# What the task requires
Beginning at the line with "of the front", output each line to the end of the listing below exactly, please.

# Material provided
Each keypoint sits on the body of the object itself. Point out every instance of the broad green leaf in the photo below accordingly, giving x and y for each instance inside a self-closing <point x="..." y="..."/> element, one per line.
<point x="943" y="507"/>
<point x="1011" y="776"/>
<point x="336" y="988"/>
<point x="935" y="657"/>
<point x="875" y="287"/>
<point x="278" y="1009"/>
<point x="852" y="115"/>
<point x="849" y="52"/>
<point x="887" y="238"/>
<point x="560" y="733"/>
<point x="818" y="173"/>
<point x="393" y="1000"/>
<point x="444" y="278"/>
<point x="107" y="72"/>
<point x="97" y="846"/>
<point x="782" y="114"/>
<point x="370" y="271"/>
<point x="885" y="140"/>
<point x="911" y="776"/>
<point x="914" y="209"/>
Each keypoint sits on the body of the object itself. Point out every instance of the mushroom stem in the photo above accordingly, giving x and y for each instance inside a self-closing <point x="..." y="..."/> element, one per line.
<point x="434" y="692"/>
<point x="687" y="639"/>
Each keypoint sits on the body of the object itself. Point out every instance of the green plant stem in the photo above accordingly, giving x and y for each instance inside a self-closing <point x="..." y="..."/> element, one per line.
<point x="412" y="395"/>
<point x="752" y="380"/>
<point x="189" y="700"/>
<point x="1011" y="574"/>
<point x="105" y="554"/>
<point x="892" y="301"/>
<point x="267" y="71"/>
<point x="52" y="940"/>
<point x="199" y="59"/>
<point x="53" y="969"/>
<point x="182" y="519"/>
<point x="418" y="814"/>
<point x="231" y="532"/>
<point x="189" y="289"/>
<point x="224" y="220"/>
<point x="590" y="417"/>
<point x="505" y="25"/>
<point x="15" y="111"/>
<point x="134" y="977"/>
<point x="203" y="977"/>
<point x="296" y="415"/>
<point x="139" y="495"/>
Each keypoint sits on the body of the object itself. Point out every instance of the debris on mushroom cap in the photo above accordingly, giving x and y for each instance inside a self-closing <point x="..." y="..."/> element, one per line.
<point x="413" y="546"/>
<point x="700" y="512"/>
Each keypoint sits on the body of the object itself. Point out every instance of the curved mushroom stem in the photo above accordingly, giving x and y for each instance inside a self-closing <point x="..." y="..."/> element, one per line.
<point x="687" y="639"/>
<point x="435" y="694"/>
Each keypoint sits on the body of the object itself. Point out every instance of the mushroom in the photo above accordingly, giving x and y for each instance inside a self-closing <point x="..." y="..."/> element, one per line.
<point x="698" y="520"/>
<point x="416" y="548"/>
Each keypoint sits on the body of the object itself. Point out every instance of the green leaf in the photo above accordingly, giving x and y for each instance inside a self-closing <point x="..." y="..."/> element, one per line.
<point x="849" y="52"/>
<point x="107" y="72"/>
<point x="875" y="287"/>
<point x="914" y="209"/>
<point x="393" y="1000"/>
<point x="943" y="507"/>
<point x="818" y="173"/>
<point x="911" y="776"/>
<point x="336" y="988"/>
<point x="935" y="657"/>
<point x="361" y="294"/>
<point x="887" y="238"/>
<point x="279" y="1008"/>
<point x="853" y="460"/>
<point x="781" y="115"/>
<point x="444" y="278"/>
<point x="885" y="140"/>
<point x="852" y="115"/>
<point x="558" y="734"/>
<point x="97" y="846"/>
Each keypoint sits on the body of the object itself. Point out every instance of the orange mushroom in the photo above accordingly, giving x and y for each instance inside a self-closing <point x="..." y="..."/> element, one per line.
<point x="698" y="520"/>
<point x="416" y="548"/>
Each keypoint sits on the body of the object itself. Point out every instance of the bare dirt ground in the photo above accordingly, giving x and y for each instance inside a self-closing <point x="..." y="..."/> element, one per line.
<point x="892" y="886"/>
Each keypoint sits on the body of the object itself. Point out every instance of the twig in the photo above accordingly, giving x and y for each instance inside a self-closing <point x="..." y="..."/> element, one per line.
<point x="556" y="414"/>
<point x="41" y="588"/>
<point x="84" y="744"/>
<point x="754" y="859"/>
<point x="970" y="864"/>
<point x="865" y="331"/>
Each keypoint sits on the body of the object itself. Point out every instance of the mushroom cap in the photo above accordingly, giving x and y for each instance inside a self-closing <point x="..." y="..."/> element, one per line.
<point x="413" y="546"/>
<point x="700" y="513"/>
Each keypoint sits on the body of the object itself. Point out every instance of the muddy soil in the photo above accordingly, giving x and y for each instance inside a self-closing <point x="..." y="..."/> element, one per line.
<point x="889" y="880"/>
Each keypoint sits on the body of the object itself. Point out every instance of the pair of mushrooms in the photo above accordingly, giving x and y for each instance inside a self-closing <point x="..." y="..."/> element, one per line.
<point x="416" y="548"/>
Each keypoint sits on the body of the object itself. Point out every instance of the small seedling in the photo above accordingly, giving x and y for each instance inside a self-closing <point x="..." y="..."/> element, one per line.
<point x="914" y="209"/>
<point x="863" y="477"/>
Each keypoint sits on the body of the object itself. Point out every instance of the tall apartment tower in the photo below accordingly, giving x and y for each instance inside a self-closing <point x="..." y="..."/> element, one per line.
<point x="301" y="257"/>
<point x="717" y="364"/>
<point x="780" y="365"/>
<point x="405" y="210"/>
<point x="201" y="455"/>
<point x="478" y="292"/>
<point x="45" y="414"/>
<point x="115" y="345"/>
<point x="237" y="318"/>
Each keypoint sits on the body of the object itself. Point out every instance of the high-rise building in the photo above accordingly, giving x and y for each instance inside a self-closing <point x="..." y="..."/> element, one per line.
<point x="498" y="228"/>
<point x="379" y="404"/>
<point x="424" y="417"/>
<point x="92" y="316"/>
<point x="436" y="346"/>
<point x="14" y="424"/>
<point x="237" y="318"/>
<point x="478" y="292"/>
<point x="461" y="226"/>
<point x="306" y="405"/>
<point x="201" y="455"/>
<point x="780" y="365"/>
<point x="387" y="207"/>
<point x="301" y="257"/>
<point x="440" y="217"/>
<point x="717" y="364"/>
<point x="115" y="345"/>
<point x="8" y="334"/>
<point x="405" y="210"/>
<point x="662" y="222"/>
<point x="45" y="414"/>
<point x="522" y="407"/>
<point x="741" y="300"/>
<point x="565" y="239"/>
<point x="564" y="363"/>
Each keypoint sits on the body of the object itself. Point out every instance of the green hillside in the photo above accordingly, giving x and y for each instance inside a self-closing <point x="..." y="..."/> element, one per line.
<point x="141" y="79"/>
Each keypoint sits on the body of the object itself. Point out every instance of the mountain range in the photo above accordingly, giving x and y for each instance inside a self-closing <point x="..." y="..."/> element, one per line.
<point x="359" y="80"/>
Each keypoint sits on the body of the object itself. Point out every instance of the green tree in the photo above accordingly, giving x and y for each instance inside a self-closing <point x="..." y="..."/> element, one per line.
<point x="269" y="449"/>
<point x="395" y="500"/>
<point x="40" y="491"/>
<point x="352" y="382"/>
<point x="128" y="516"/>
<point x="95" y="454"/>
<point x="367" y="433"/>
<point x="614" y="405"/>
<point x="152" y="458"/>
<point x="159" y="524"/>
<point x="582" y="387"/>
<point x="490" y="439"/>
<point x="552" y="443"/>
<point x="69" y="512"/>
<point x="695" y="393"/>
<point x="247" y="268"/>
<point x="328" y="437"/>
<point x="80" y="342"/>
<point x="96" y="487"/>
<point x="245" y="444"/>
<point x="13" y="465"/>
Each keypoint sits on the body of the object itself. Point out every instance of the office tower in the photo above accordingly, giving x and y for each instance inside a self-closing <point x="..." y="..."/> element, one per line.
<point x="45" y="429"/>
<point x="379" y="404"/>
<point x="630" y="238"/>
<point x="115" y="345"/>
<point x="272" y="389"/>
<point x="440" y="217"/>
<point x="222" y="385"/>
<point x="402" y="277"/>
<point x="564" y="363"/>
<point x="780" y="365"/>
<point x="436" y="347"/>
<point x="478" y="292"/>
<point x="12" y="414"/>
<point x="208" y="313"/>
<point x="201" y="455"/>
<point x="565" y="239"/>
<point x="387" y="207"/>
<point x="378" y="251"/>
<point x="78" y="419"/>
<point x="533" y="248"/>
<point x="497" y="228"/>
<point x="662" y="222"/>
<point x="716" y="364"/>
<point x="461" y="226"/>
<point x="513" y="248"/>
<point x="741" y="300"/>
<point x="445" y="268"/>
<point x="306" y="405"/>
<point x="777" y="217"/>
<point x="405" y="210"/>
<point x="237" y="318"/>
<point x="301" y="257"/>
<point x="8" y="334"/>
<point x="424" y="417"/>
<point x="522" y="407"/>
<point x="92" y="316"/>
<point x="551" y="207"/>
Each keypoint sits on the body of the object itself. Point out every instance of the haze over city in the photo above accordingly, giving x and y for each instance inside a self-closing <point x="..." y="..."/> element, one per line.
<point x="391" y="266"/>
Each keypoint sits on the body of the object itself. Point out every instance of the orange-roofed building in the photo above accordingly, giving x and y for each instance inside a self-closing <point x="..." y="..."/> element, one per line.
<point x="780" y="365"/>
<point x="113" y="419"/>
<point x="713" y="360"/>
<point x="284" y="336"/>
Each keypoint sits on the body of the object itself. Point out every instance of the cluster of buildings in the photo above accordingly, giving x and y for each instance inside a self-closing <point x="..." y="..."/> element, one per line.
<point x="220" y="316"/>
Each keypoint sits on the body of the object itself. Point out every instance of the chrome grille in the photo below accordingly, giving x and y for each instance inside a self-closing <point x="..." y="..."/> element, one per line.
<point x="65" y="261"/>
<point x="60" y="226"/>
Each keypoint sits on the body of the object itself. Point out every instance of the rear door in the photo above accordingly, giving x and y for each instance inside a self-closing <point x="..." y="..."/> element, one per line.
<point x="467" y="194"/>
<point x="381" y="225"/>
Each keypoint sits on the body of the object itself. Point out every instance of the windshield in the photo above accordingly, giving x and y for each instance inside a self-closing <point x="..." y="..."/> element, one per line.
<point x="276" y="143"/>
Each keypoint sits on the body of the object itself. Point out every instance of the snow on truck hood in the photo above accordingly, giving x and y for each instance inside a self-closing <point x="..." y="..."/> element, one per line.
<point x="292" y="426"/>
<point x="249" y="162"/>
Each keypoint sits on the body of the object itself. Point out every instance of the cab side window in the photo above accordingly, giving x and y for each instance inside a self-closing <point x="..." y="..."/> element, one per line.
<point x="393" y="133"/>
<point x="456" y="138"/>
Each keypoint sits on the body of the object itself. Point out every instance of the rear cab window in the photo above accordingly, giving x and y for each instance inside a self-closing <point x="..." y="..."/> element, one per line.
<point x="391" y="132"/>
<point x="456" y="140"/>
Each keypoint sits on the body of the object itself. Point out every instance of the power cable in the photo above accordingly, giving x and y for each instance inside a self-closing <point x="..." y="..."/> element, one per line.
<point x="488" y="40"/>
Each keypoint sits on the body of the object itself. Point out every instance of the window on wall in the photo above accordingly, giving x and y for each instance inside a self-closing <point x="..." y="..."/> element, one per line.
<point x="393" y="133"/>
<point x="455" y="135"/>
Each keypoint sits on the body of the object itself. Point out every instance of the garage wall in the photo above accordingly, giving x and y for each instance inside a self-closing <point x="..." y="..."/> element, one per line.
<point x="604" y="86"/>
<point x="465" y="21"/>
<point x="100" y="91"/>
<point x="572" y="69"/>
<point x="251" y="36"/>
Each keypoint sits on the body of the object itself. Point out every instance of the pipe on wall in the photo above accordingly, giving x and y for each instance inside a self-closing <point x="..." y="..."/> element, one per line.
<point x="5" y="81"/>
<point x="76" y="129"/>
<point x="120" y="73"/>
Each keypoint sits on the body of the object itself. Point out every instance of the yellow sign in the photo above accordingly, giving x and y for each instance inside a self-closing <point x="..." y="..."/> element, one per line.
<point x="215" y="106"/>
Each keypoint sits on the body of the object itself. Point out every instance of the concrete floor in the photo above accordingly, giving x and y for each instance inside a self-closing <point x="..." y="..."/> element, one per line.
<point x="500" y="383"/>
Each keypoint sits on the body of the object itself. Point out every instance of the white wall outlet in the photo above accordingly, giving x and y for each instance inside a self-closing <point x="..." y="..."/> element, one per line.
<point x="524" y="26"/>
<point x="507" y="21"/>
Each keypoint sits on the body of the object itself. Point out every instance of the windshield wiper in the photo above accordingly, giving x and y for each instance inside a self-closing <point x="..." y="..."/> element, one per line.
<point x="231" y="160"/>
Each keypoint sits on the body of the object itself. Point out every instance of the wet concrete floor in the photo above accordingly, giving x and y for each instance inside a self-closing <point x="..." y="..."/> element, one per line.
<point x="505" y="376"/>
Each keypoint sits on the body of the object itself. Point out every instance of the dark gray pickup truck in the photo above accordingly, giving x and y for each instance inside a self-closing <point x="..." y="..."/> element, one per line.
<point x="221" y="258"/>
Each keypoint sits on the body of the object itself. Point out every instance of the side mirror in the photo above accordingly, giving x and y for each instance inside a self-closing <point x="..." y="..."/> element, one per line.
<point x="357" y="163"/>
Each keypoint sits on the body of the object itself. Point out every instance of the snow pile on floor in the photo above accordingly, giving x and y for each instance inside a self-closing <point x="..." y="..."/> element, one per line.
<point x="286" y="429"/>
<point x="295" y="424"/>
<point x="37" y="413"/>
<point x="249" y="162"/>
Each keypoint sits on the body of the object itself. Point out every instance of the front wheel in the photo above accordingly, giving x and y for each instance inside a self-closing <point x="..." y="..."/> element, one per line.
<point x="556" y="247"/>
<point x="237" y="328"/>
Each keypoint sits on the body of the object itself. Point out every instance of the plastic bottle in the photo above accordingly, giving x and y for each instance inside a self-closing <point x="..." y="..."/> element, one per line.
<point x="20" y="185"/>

# Written response
Each keypoint sits on the body of the object itself. Point out every instance of the front wheel in the photo above accordingly, giving x and y for each instance inside a self-closing <point x="..." y="..."/> element, one per line.
<point x="556" y="247"/>
<point x="237" y="328"/>
Each keypoint sits on the body of the object itself. Point out every instance of the plastic bottle in the photo above accordingly, giving x and y for each instance inside a self-closing <point x="..." y="..."/> element, one per line.
<point x="20" y="185"/>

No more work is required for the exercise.